*** DATA RECORDS ***

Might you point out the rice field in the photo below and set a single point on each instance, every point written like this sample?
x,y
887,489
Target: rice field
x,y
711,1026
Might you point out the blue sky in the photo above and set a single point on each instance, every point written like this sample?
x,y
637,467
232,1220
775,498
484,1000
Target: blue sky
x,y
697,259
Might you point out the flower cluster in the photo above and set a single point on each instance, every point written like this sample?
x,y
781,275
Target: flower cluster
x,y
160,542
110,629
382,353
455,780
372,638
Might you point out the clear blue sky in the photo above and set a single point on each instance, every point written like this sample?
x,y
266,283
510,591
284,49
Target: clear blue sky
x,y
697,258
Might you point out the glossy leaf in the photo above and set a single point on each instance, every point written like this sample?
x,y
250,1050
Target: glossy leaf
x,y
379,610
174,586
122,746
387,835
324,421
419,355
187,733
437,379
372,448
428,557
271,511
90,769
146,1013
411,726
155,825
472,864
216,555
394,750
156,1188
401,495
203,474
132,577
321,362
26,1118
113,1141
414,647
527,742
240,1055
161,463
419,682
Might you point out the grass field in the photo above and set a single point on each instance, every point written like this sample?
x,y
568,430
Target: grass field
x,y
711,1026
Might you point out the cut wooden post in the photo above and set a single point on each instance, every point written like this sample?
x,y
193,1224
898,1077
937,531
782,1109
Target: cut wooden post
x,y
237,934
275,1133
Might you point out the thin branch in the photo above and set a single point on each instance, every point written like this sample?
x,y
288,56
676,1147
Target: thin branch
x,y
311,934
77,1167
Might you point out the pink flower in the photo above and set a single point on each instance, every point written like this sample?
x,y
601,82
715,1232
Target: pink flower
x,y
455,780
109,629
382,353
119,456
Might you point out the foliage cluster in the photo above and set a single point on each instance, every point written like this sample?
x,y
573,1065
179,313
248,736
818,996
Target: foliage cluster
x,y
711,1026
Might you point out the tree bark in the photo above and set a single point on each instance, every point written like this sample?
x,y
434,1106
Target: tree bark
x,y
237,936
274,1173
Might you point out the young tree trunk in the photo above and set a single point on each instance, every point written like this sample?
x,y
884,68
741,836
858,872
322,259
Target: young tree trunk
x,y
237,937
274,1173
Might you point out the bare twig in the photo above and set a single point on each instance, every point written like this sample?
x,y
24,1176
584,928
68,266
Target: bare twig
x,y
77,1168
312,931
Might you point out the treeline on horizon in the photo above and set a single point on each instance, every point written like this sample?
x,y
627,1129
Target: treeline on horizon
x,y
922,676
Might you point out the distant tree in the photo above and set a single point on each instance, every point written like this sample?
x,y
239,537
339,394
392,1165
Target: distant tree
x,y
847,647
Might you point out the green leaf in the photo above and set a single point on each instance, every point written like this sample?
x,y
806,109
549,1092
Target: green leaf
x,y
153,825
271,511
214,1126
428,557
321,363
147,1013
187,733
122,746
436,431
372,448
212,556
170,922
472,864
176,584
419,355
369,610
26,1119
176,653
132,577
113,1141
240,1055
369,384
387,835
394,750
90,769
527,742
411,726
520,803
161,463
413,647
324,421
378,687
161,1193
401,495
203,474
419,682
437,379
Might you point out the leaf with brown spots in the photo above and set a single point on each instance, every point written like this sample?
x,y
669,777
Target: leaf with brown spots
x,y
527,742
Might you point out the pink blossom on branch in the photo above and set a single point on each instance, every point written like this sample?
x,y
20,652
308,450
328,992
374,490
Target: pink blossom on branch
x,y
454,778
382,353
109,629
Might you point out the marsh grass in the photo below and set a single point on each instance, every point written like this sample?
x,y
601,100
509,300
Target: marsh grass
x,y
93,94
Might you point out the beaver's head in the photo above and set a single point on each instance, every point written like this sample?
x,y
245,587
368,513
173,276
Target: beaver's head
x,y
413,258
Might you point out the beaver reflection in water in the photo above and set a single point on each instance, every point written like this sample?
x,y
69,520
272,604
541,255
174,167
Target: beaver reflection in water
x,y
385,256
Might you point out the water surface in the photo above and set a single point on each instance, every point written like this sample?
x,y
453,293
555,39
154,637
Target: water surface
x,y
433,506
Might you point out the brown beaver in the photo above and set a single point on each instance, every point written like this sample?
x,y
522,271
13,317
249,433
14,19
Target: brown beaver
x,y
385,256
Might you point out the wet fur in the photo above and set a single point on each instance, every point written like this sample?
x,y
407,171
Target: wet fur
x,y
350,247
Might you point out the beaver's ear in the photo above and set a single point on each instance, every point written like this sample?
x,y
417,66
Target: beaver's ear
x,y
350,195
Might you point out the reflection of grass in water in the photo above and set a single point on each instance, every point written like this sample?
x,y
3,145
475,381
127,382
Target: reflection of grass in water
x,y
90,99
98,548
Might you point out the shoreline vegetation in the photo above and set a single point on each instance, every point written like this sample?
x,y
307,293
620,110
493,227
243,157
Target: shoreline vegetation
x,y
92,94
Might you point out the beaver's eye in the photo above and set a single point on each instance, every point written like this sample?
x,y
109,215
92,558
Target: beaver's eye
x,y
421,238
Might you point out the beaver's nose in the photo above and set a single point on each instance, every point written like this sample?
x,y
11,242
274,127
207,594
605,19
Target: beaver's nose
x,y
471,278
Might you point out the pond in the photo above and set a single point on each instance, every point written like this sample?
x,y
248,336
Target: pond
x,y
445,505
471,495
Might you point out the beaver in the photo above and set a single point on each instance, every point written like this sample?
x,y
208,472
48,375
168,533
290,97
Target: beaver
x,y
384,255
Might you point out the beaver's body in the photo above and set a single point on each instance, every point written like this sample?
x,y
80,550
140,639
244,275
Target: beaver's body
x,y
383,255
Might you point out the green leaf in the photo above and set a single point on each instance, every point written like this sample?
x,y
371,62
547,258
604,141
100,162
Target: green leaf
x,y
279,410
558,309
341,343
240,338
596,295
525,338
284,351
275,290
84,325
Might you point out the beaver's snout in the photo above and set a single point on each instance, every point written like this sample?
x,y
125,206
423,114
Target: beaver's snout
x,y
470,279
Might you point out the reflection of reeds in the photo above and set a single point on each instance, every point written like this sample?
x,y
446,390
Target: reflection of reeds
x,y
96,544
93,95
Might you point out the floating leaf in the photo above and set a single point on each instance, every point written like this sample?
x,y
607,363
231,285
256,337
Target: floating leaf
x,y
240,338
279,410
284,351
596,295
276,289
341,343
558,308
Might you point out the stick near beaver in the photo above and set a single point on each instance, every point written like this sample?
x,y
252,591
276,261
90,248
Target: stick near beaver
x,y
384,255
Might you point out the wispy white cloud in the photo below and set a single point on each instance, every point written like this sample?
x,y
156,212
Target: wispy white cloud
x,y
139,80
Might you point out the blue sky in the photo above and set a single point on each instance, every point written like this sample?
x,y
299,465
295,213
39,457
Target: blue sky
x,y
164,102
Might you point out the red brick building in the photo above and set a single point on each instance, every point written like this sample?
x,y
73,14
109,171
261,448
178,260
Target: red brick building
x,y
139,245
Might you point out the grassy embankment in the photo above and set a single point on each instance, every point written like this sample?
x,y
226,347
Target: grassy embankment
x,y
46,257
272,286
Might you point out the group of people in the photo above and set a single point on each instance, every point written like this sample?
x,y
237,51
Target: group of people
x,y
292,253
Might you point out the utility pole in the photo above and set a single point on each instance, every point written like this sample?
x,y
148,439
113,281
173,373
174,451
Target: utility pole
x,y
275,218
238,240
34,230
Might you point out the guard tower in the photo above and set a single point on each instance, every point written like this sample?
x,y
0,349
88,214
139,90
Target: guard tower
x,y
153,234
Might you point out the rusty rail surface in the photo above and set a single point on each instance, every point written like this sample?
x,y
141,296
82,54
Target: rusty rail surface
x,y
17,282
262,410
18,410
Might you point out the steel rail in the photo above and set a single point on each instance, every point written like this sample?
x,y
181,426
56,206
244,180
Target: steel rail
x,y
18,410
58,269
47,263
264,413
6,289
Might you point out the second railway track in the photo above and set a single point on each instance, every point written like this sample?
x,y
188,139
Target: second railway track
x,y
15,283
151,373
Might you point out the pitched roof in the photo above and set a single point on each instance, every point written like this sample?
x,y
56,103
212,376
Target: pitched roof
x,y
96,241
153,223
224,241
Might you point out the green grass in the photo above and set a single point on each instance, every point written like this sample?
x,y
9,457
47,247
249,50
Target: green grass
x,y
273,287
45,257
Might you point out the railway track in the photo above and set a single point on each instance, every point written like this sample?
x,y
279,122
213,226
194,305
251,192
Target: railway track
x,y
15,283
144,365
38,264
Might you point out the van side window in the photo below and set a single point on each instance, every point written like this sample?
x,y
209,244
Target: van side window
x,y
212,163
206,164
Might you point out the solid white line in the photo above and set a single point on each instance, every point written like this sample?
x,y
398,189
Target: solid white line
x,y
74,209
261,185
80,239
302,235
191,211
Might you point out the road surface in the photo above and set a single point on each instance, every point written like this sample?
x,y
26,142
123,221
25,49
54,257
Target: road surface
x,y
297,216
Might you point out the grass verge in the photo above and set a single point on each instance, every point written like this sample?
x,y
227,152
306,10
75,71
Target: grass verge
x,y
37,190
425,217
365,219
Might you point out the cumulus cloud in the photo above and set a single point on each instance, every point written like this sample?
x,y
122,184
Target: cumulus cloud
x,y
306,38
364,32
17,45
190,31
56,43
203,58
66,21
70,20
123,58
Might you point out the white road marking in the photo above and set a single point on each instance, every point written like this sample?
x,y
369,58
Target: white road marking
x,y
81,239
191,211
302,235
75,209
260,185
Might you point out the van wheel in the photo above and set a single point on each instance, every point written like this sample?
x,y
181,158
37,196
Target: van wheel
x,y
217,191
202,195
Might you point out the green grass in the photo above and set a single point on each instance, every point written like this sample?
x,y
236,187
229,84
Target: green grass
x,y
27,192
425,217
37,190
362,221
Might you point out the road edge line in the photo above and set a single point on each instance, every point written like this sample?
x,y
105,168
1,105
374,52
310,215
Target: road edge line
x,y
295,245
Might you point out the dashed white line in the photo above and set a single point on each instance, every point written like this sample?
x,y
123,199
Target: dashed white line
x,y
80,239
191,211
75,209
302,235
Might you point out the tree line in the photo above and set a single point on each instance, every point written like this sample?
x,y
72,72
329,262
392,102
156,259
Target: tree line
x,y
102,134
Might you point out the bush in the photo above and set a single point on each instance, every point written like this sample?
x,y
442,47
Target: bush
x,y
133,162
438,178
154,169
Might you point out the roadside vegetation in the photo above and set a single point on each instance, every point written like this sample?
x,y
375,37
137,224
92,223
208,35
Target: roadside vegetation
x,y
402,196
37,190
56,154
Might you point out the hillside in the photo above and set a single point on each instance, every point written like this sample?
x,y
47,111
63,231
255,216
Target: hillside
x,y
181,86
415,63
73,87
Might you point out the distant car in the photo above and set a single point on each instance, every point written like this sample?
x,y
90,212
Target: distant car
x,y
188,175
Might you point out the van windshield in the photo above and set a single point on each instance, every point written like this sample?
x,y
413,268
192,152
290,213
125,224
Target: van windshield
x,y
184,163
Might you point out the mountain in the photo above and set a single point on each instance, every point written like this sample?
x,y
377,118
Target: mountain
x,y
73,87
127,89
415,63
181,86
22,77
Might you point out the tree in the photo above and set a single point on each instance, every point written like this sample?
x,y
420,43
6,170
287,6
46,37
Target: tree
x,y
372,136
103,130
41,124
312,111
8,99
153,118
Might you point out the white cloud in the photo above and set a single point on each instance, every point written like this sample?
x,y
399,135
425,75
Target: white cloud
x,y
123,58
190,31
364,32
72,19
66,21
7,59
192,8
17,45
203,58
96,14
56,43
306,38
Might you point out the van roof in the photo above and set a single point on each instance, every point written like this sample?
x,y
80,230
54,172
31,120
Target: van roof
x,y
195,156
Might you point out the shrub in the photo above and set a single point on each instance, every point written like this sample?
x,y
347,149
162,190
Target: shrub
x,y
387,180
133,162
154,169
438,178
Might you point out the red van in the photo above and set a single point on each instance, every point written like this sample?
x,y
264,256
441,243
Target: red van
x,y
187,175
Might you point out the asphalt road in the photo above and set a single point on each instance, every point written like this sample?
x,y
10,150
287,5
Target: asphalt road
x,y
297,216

*** End of DATA RECORDS ***

**PROBLEM TO WORK ON**
Read the entries above and find each line holding the word "below". Copy it out.

**SOLUTION**
Might you point out the rice field in the photo below and set a single point on each instance, every point written like this sample?
Might you point out the marsh grass in the photo below and set a single point on each instance, every point written like this sample?
Might you point out the wispy white cloud in the photo below and set a single point on each instance, every point written like this sample?
Might you point out the van side window in the photo below and set a single point on each instance, every point written like this sample?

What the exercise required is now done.